--- START Records shown ---

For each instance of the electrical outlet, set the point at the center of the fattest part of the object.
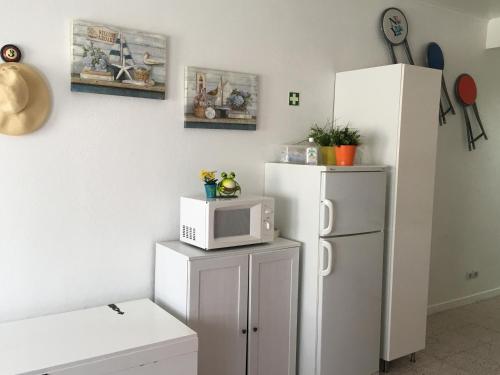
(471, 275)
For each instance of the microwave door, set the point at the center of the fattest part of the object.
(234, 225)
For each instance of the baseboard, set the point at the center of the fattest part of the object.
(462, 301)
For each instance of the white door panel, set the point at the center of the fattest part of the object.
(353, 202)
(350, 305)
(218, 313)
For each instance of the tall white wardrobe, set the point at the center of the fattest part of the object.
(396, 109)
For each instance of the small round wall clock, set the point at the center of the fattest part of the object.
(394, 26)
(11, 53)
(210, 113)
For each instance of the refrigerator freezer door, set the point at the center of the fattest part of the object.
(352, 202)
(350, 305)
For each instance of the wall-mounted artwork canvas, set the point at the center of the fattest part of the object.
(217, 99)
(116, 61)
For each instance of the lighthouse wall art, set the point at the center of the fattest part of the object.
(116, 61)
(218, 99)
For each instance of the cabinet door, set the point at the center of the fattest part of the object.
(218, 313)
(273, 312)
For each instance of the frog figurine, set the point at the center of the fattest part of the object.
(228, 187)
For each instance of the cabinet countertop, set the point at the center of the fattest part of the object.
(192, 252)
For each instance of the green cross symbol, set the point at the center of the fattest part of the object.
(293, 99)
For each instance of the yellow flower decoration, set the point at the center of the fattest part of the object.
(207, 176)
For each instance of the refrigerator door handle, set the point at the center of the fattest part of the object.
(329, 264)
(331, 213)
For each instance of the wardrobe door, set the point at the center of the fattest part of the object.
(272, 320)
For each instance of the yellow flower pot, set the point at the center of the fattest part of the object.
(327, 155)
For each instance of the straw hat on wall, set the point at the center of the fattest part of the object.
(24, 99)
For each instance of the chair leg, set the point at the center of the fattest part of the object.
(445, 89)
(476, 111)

--- END Records shown ---
--- START Records shown ---

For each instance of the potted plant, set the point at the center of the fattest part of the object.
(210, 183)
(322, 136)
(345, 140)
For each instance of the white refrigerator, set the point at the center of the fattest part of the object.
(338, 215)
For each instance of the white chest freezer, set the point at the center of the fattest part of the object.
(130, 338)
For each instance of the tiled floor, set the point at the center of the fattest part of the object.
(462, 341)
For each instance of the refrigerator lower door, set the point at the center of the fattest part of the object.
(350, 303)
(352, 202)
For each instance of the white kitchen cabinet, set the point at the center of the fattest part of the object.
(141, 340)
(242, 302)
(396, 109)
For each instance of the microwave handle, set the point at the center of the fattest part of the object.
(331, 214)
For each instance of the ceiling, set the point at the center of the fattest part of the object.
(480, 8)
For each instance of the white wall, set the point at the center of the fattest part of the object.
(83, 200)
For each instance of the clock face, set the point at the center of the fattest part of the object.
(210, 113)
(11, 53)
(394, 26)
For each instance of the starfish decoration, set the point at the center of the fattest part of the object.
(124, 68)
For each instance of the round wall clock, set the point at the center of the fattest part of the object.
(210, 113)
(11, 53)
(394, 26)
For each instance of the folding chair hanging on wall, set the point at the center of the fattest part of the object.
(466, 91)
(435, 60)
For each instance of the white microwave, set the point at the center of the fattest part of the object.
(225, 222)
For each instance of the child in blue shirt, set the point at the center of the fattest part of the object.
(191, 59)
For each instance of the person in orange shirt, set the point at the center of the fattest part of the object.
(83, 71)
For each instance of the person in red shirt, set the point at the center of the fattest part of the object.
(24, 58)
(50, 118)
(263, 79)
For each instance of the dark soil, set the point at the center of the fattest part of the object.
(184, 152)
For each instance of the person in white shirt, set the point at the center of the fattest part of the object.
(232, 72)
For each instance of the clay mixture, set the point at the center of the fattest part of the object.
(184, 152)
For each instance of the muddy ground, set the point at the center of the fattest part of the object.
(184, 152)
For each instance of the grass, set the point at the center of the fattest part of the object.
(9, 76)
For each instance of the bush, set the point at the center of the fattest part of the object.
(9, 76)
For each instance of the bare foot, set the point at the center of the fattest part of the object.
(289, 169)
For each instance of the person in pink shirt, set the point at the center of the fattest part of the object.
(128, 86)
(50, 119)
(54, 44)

--- END Records shown ---

Identify every line of the data above that contains the word "microwave", and copy each such line in full.

● Exercise output:
For each instance of the microwave door, set the point at the center of the fattest part of the object.
For each instance of the microwave handle, set the point at the center of the fattest part of the object.
For each instance of the white microwave, set the point at the center of the fattest part of the object.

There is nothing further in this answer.